[Rows from a pointing dataset]
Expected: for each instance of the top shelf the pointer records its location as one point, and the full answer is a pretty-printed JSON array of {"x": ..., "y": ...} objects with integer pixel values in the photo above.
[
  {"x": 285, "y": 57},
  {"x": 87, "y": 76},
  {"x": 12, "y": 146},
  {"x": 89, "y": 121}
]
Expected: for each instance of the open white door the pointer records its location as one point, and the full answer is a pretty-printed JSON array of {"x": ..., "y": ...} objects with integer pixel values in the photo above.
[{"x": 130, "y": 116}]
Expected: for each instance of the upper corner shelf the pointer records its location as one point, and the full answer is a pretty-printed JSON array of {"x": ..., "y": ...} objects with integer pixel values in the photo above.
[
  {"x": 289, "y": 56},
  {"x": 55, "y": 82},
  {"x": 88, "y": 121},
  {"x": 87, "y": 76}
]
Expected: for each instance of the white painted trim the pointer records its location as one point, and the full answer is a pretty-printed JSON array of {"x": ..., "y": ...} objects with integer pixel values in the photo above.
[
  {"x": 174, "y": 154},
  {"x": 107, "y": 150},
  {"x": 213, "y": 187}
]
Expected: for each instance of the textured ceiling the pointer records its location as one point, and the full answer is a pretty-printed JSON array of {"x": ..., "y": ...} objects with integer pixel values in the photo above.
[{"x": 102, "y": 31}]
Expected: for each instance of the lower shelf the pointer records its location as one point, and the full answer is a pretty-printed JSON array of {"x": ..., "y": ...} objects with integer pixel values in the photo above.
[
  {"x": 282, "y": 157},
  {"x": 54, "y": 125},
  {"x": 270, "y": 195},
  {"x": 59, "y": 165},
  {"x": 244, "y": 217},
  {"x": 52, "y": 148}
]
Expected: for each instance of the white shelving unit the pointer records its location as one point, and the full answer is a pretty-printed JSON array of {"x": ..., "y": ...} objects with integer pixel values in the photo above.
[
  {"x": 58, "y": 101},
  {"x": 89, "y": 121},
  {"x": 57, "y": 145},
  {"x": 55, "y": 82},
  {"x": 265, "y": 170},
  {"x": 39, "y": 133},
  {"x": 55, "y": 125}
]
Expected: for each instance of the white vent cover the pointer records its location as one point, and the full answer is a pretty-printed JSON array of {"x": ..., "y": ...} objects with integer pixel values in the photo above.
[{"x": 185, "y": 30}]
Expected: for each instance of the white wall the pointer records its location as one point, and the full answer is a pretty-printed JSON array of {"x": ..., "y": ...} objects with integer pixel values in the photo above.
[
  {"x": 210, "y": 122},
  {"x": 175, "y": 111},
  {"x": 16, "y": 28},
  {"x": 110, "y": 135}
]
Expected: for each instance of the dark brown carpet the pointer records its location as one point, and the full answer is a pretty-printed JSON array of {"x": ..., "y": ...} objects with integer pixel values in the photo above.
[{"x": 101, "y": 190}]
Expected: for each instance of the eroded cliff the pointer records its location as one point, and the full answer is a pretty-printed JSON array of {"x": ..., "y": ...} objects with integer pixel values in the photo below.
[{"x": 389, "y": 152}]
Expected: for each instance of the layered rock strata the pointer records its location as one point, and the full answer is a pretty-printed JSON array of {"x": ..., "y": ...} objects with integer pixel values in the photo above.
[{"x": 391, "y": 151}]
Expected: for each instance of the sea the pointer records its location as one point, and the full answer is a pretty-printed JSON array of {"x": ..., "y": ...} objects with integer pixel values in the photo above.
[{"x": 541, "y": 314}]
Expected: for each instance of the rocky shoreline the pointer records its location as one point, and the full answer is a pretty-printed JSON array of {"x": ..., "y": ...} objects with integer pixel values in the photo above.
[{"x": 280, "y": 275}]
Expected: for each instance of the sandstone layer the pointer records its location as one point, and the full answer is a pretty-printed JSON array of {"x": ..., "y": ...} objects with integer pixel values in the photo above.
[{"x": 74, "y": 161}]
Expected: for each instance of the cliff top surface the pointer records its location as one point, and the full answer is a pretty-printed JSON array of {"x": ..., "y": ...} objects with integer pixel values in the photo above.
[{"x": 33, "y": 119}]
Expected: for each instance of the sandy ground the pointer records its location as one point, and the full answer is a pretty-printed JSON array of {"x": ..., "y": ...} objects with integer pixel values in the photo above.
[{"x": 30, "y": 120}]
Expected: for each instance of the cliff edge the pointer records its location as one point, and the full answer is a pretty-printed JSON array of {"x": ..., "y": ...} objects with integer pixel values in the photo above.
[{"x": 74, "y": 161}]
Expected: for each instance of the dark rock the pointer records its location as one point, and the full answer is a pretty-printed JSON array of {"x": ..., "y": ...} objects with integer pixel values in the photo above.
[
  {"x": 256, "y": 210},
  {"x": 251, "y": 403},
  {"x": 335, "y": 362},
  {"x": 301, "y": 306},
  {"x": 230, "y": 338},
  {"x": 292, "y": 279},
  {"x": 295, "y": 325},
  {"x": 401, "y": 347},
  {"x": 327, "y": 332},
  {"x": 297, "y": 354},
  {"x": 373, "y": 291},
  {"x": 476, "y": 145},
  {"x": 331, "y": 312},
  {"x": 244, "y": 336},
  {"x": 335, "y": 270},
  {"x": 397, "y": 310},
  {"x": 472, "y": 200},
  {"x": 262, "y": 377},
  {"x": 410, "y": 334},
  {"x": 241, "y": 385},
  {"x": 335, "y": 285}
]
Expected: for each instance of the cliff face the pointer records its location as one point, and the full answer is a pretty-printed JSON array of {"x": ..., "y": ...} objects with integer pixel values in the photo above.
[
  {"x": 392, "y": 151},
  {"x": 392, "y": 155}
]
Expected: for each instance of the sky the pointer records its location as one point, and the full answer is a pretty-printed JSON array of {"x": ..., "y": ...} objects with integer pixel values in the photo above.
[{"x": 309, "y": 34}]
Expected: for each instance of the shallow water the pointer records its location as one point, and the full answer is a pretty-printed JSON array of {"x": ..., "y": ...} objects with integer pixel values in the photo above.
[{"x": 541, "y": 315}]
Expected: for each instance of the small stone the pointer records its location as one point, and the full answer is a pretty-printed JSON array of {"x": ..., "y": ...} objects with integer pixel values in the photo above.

* [DIRECTION]
Your task is to reproduce, exactly and exclusively, the lines from the one holding "Expected: for each instance of the sky" through the final line of the listing.

* [THE ANSWER]
Expected: for each instance of the sky the pointer records its location as one point, and the full answer is a pretty-printed JSON array of {"x": ..., "y": ...} objects with integer pixel values in the photo above.
[{"x": 309, "y": 34}]
Expected: for each instance of the shallow water the pointer records its location as one point, and the full answer is a pretty-printed JSON array of {"x": ..., "y": ...} objects with integer pixel values in the photo above.
[{"x": 541, "y": 315}]
Expected: for each instance of the small stone the pointer records its location as one point, and the full answer is a pretty-printed JSON array of {"x": ..., "y": ...} objects with integer pixel values in the photo above.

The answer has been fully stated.